Rewrite every row below as a numbered list, one line per entry, skipping blank lines and leaving out the pictures.

> **Exercise materials**
____________________
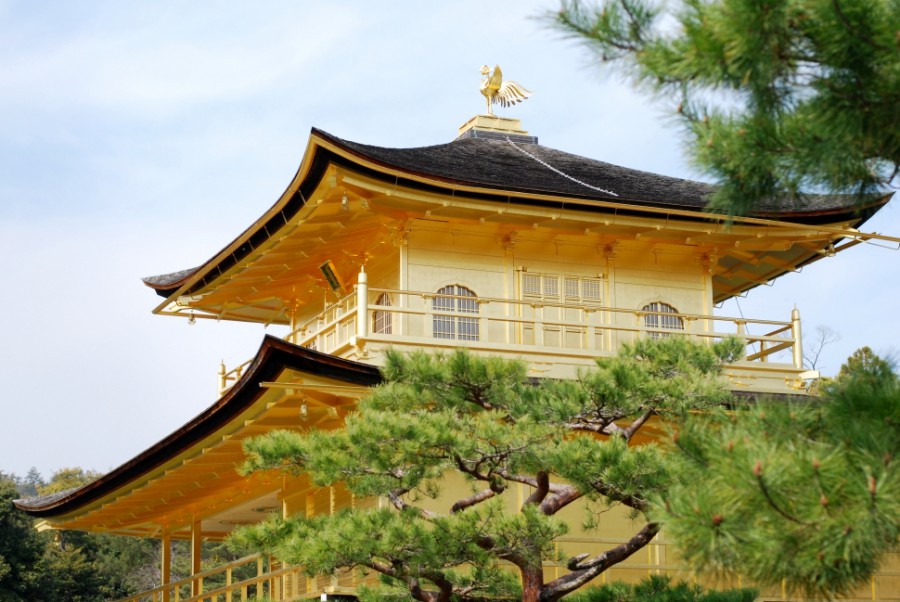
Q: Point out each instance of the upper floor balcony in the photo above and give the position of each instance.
(557, 338)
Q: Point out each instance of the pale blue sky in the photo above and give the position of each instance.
(140, 138)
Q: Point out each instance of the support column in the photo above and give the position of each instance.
(165, 563)
(196, 552)
(798, 339)
(362, 304)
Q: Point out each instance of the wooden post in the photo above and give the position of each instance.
(362, 304)
(798, 339)
(165, 563)
(196, 551)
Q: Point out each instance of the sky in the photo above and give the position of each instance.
(140, 138)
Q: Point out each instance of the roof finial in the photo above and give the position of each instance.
(496, 90)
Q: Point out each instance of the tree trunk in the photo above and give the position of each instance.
(532, 583)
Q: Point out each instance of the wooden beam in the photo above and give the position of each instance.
(196, 551)
(165, 563)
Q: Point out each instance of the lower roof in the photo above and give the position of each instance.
(274, 357)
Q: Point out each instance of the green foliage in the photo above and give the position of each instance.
(484, 419)
(659, 588)
(807, 493)
(775, 97)
(67, 565)
(67, 478)
(21, 548)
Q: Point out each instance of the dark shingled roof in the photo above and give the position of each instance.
(274, 356)
(532, 168)
(520, 167)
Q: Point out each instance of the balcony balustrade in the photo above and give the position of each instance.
(556, 338)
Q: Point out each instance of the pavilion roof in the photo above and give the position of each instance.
(274, 356)
(503, 171)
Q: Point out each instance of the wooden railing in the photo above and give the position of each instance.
(526, 327)
(287, 583)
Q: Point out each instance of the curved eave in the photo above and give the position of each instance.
(325, 150)
(273, 357)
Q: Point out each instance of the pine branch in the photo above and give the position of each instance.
(561, 498)
(540, 492)
(584, 570)
(473, 500)
(637, 424)
(757, 470)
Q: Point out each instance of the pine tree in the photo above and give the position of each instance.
(777, 97)
(808, 493)
(484, 420)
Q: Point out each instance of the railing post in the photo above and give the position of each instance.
(362, 304)
(196, 551)
(165, 566)
(222, 379)
(798, 339)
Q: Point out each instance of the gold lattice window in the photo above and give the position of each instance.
(383, 320)
(574, 289)
(454, 302)
(661, 316)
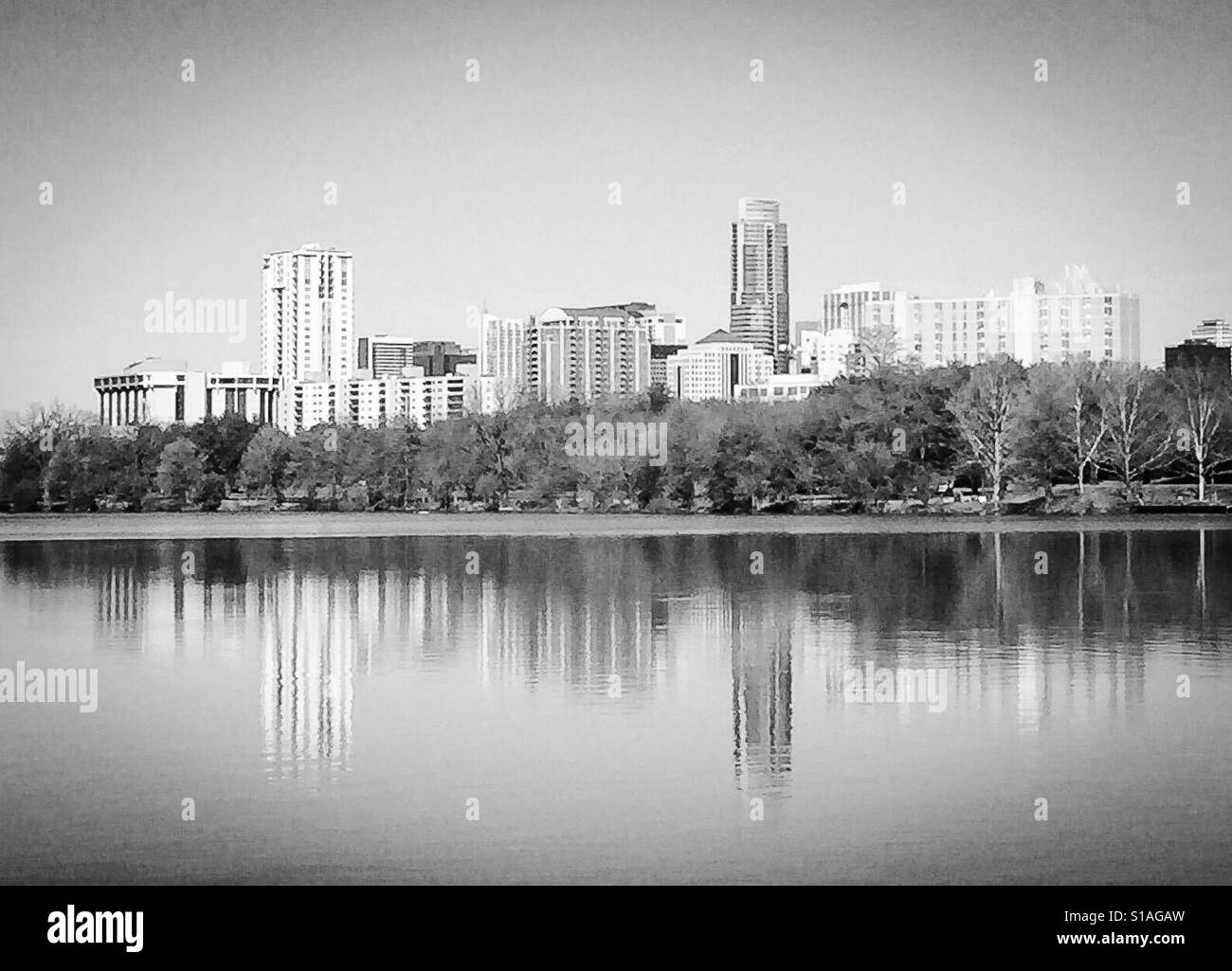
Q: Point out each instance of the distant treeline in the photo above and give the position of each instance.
(899, 433)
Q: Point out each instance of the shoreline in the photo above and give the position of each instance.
(136, 527)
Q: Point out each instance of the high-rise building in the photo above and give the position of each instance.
(1076, 320)
(1214, 332)
(665, 328)
(373, 402)
(390, 355)
(503, 349)
(845, 307)
(660, 355)
(760, 307)
(586, 351)
(715, 366)
(1199, 353)
(307, 314)
(307, 320)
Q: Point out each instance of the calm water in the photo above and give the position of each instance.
(332, 705)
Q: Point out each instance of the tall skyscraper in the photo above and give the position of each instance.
(760, 308)
(307, 315)
(503, 349)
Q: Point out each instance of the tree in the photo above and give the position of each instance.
(265, 459)
(179, 470)
(1133, 403)
(986, 410)
(222, 441)
(1043, 424)
(1202, 408)
(29, 442)
(1085, 424)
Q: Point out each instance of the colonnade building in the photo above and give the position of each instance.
(159, 393)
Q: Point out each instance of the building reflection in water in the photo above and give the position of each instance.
(760, 697)
(308, 646)
(661, 614)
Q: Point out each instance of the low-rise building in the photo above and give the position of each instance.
(158, 392)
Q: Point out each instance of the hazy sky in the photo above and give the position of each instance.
(452, 193)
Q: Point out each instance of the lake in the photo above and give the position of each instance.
(962, 706)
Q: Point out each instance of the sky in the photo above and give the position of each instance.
(454, 193)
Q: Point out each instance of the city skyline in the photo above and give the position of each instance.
(159, 184)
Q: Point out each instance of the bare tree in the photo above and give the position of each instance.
(987, 413)
(1202, 403)
(1133, 406)
(1085, 424)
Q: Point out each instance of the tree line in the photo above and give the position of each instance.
(898, 433)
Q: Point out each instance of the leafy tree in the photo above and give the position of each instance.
(265, 462)
(179, 470)
(209, 492)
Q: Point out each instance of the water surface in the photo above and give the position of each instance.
(621, 708)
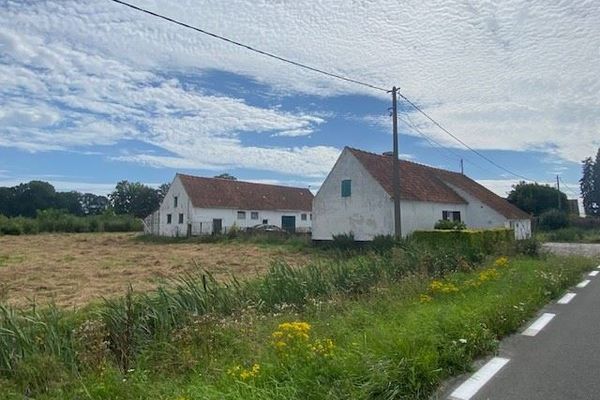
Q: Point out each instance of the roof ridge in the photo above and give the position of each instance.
(241, 181)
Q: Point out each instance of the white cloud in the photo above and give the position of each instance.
(515, 75)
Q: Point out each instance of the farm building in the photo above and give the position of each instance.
(200, 206)
(357, 197)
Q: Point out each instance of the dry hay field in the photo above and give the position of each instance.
(72, 270)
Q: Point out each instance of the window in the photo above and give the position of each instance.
(346, 188)
(451, 215)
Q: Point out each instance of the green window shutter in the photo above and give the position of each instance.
(346, 188)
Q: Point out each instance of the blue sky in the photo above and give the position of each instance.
(95, 93)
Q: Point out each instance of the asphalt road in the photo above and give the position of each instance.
(561, 362)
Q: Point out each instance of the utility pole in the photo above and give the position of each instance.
(558, 188)
(396, 167)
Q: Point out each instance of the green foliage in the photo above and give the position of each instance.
(134, 198)
(534, 198)
(553, 219)
(590, 185)
(60, 221)
(473, 244)
(445, 224)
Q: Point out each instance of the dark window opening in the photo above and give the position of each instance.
(451, 216)
(346, 188)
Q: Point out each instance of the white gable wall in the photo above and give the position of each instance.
(366, 213)
(201, 219)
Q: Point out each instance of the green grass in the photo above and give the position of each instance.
(390, 340)
(570, 235)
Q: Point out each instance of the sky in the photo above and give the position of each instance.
(92, 93)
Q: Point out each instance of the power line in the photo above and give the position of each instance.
(317, 70)
(459, 140)
(247, 47)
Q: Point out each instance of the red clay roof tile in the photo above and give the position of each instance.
(225, 193)
(422, 183)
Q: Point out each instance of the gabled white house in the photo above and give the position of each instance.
(357, 197)
(198, 206)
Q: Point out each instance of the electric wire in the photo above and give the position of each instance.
(320, 71)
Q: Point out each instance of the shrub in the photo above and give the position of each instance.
(553, 219)
(445, 224)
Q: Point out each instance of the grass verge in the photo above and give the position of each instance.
(384, 338)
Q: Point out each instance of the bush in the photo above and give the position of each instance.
(472, 244)
(445, 224)
(553, 219)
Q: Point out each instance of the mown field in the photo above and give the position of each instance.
(72, 270)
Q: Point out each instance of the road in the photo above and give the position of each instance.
(556, 357)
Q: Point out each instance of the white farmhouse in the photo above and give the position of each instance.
(357, 197)
(199, 206)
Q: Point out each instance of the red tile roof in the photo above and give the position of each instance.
(422, 183)
(225, 193)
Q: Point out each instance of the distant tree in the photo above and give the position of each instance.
(162, 191)
(226, 176)
(134, 198)
(590, 185)
(70, 202)
(92, 204)
(536, 199)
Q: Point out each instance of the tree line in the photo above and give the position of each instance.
(131, 198)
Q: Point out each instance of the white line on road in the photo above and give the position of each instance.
(566, 298)
(478, 379)
(583, 283)
(538, 325)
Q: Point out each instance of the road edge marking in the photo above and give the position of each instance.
(583, 283)
(539, 324)
(566, 298)
(476, 381)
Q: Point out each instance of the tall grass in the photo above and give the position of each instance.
(140, 331)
____________________
> **Task answer**
1. Q: Point out each instance of the upper floor balcony in the photo above and give the position of each instance.
2. (557, 338)
3. Q: Point out each instance of the pale blue sky in the photo above and give the position of each instance.
4. (140, 138)
5. Q: Point out each instance of the support column in the photo above and give the position of each instance.
6. (165, 563)
7. (196, 552)
8. (798, 339)
9. (362, 304)
10. Q: Point out each instance of the wooden post in the photo above and give the position of each instance.
11. (362, 304)
12. (798, 339)
13. (165, 563)
14. (196, 551)
15. Q: Point out each instance of the sky in the photo above and give the position of each instance.
16. (140, 138)
17. Q: Point out each instance of the roof finial in the photo above and give the position of each instance.
18. (496, 90)
19. Q: Point out each instance of the tree trunk in the photo above and give the position of each instance.
20. (532, 583)
21. Q: Point out each instance of the wooden beam in the photo above and give the position of each instance.
22. (196, 551)
23. (165, 563)
24. Q: Point out each instance of the lower roof in the photo above and give the position of each instance.
25. (274, 357)
26. Q: Point out each instance of the green foliage in the photo above and give the position of each instance.
27. (484, 419)
28. (659, 588)
29. (807, 493)
30. (775, 97)
31. (67, 565)
32. (67, 478)
33. (21, 548)
34. Q: Point out each instance of the dark shingled roof in the photo above and give the position of each instance.
35. (274, 356)
36. (532, 168)
37. (520, 167)
38. Q: Point out each instance of the balcony balustrade in the photo above and give the position of each instance.
39. (556, 338)
40. Q: Point out each instance of the pavilion roof in the photo above and give the position of each instance.
41. (274, 356)
42. (503, 171)
43. Q: Point out each instance of the wooden railing in the photo above and give the position of each instance.
44. (526, 327)
45. (287, 583)
46. Q: Point out each instance of the curved eave in the photo above and give the position of each instance.
47. (325, 150)
48. (273, 357)
49. Q: Point out each instance of the pine branch in the photo above and give the position of each instance.
50. (561, 498)
51. (540, 492)
52. (584, 570)
53. (473, 500)
54. (637, 424)
55. (757, 470)
56. Q: Point out each instance of the pine tree in the photo above and give the position of each instance.
57. (777, 97)
58. (808, 493)
59. (484, 420)
60. Q: Point out each instance of the railing post in the photo above and give the position of each instance.
61. (362, 304)
62. (196, 551)
63. (165, 566)
64. (222, 379)
65. (798, 339)
66. Q: Point out each instance of the gold lattice window in the photo above and give the position of each instance.
67. (383, 320)
68. (574, 289)
69. (454, 302)
70. (661, 316)
71. Q: Point out each instance of the distant treeline in the photo above and give the position of each instance.
72. (899, 433)
73. Q: Point out each instance of the shoreline in the photo above and give the position of each instance.
74. (136, 527)
75. Q: Point out each instance of the high-rise building in the photo above and give the position of each instance.
76. (1076, 320)
77. (1214, 332)
78. (665, 328)
79. (373, 402)
80. (390, 355)
81. (503, 349)
82. (845, 307)
83. (660, 355)
84. (760, 307)
85. (586, 351)
86. (715, 366)
87. (1199, 353)
88. (307, 314)
89. (307, 320)
90. Q: Point out each instance of the calm water in the photo above and give the position of each instance.
91. (332, 705)
92. Q: Point out each instance of the tall skyscraper in the photo above and give the position of each instance.
93. (760, 308)
94. (307, 315)
95. (503, 349)
96. Q: Point out each instance of the tree in the photo above and give the position of each instance.
97. (265, 459)
98. (179, 470)
99. (1133, 403)
100. (986, 410)
101. (222, 441)
102. (1043, 424)
103. (1202, 408)
104. (29, 442)
105. (1085, 424)
106. Q: Point out each instance of the colonnade building in the photo above and give the position of each instance.
107. (159, 393)
108. Q: Point out each instance of the building reflection in water in the photo above and give the position of each instance.
109. (760, 697)
110. (308, 646)
111. (661, 614)
112. Q: Point out each instance of the low-rise building in the photo above and give the position of each instance.
113. (158, 392)
114. Q: Point out each instance of the hazy sky in the photo above and give the position of each instance.
115. (452, 193)
116. Q: Point out each instance of the lake in the photo above and give the position of each instance.
117. (962, 706)
118. Q: Point out each instance of the sky in the photo above and give the position of each instance.
119. (454, 193)
120. Q: Point out each instance of the city skyline in the photo above and give the position of each instance.
121. (159, 184)
122. Q: Point out each instance of the bare tree in the photo above and give the position of each instance.
123. (987, 413)
124. (1202, 403)
125. (1133, 406)
126. (1085, 424)
127. Q: Point out each instance of the tree line in the photo above and give the position of each instance.
128. (898, 433)
129. Q: Point out each instance of the leafy tree in the photo above and give the position of each instance.
130. (265, 462)
131. (179, 470)
132. (209, 492)
133. Q: Point out each instance of the water surface in the photo above and give the position of each instance.
134. (621, 708)
135. Q: Point out each instance of the roof ridge in the photo above and give the position of each instance.
136. (241, 181)
137. Q: Point out each instance of the white cloud in the photo above and give the position of each instance.
138. (515, 75)
139. Q: Point out each instance of the farm building in the photo above and give the position of each instance.
140. (200, 206)
141. (357, 197)
142. Q: Point out each instance of the dry hay field in the photo above and give the position of each instance.
143. (72, 270)
144. Q: Point out each instance of the window in the photo above and give the position of each instance.
145. (346, 188)
146. (451, 215)
147. Q: Point out each instance of the green window shutter in the photo above and give the position of each instance.
148. (346, 188)
149. Q: Point out each instance of the blue sky in the photo above and give the position of each instance.
150. (95, 93)
151. Q: Point out each instance of the asphalt road in the photo above and give the position of each instance.
152. (561, 362)
153. Q: Point out each instance of the utility pole in the photo above and give the position of each instance.
154. (558, 188)
155. (396, 167)
156. Q: Point out each instance of the green foliage in the photo above and give the position of each instance.
157. (134, 198)
158. (534, 198)
159. (553, 219)
160. (590, 185)
161. (60, 221)
162. (473, 244)
163. (445, 224)
164. Q: Point out each instance of the dark window opening in the photo above and give the position of each instance.
165. (451, 216)
166. (346, 188)
167. Q: Point out each instance of the white gable wall in the photo above and give the position of each instance.
168. (366, 213)
169. (201, 219)
170. Q: Point out each instance of the green grass in the photo above and give the position of each instance.
171. (390, 340)
172. (570, 235)
173. Q: Point out each instance of the sky in the photo above and give the position of each instance.
174. (92, 93)
175. Q: Point out each instance of the power line in the photo above and give the position of each instance.
176. (317, 70)
177. (459, 140)
178. (247, 47)
179. Q: Point out each instance of the red clay roof tile in the photo above and give the position of each instance.
180. (225, 193)
181. (422, 183)
182. Q: Point out each instance of the gabled white house in the photo above and give the position of each instance.
183. (357, 197)
184. (198, 206)
185. Q: Point out each instance of the electric wire in the photo above and give the position of each instance.
186. (320, 71)
187. Q: Point out each instance of the shrub in the photo above and give the position of each instance.
188. (553, 219)
189. (445, 224)
190. Q: Point out each instance of the grass verge in the photo above and give the position of each instance.
191. (384, 338)
192. Q: Point out each instance of the bush in the photo above and give the position of each instance.
193. (472, 244)
194. (445, 224)
195. (553, 219)
196. Q: Point out each instance of the mown field in the photo above and give the position of each instance.
197. (72, 270)
198. Q: Point out each instance of the road in the photo above and give the position of each instance.
199. (556, 357)
200. Q: Point out each instance of the white farmhouse in the photo above and give the position of each instance.
201. (357, 197)
202. (199, 206)
203. Q: Point out each instance of the red tile roof in the photo above and give the position of each instance.
204. (422, 183)
205. (225, 193)
206. Q: Point out each instance of the distant tree in the photo above and give the position of each instance.
207. (162, 191)
208. (226, 176)
209. (134, 198)
210. (590, 185)
211. (70, 202)
212. (92, 204)
213. (536, 199)
214. Q: Point out each instance of the tree line in the photo above and give the position of each instance.
215. (131, 198)
216. Q: Point out each instance of the white line on road in the photo above and give the position of each instance.
217. (566, 298)
218. (478, 379)
219. (583, 283)
220. (538, 325)
221. Q: Point out each instance of the road edge marking in the photo above and give the position of each instance.
222. (583, 283)
223. (539, 324)
224. (566, 298)
225. (476, 381)
226. Q: Point out each instance of the tall grass in the photo above and give the position of each instance.
227. (140, 331)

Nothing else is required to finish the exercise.